Every entry must come back exactly as it was given.

(Exercise material Opens)

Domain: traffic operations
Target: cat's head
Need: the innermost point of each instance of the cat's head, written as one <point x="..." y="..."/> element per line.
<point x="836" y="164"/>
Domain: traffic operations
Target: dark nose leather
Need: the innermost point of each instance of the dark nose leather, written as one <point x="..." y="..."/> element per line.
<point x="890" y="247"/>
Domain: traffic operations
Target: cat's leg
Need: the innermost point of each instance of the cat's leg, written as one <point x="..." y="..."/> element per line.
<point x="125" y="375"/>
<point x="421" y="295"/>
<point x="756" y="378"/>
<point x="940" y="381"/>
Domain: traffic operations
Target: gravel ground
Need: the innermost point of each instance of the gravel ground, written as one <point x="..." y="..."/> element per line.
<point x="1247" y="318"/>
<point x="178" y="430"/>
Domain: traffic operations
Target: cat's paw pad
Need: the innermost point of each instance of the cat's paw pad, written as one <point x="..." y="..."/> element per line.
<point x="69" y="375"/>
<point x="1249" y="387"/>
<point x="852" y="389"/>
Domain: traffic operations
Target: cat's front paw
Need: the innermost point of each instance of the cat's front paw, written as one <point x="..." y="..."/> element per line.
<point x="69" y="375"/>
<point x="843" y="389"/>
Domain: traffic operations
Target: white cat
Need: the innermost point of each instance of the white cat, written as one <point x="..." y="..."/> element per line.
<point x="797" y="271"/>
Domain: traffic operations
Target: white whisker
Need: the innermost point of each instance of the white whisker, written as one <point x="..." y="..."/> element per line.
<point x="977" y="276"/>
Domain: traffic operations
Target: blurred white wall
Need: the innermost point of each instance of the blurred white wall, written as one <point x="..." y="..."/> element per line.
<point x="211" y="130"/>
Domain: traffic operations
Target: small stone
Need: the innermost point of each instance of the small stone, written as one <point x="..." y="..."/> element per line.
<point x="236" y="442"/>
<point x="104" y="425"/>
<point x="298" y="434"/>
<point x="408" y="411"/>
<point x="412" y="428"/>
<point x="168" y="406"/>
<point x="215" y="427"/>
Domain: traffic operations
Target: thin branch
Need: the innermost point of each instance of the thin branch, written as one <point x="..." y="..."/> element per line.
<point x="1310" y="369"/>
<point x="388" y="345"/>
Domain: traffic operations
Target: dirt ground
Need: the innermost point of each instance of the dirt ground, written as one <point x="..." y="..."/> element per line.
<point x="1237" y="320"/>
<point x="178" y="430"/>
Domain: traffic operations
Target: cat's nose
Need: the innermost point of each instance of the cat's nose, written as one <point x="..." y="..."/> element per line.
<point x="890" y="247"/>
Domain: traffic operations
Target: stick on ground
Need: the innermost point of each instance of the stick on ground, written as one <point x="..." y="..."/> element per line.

(Exercise material Closes)

#### Task response
Domain: traffic operations
Target: cat's head
Need: the innermost point of each instance of the cat's head, written as one <point x="..." y="..."/> element per line.
<point x="836" y="164"/>
Domain: traffic operations
Target: dark nose leather
Need: the innermost point of each instance of the dark nose leather, written as one <point x="..." y="..."/> element per line.
<point x="890" y="247"/>
Domain: traffic operations
Target: cat's leg
Need: the innermost point of each instance of the cat's leg, written as one <point x="..." y="..."/> element per line.
<point x="125" y="375"/>
<point x="421" y="295"/>
<point x="756" y="378"/>
<point x="940" y="381"/>
Domain: traffic operations
Target: gravel ground
Need: the innermost point of each instance of the gravel ground, written as one <point x="..." y="..."/> element per line.
<point x="1247" y="318"/>
<point x="178" y="430"/>
Domain: traffic operations
Target: cat's paw pad
Need: the innermost point of each instance of the cat's paw pad, written as one <point x="..." y="..."/> element per line.
<point x="69" y="375"/>
<point x="1249" y="387"/>
<point x="852" y="389"/>
Domain: traffic operations
Target: cat's front paw
Need: the innermost point of each instance of the cat's front paw, written as one <point x="..." y="..."/> element per line.
<point x="69" y="375"/>
<point x="843" y="389"/>
Domain: traffic operations
Target: white cat
Need: the innermost point of each instance of the white cat, written as one <point x="..." y="..."/> element per line.
<point x="797" y="271"/>
Domain: traffic operations
Target: white whisker
Need: the innermost point of each instance of the white whisker, written as one <point x="..." y="..."/> element per line.
<point x="977" y="276"/>
Domain: traffic operations
Target: blurred white wall
Need: the innermost point of each instance of the blurred white wall, written as one <point x="..." y="..."/> element per line.
<point x="211" y="130"/>
Domain: traffic operations
Target: small stone
Need: the innermost point of each instance of the small stone, written as one <point x="..." y="..."/> element per line.
<point x="236" y="442"/>
<point x="104" y="425"/>
<point x="298" y="434"/>
<point x="408" y="411"/>
<point x="412" y="428"/>
<point x="168" y="406"/>
<point x="215" y="427"/>
Domain: traffic operations
Target: thin branch
Need: the innermost point of each instance of the thin branch, written as one <point x="..." y="..."/> element per line.
<point x="1310" y="369"/>
<point x="388" y="345"/>
Domain: traffic operations
Target: dirt ground
Need: the innermost point of each instance of the dirt ground, written as one <point x="..." y="..."/> element per line.
<point x="1237" y="320"/>
<point x="178" y="430"/>
Domain: traffic operations
Target: cat's nose
Need: the innermost point of each instance of the cat's nose, written as one <point x="..." y="..."/> element per line.
<point x="890" y="247"/>
Domain: traffic operations
Target: stick on ground
Need: the innermost point of each instance of the stick on ground, written as one <point x="..." y="..."/> element per line.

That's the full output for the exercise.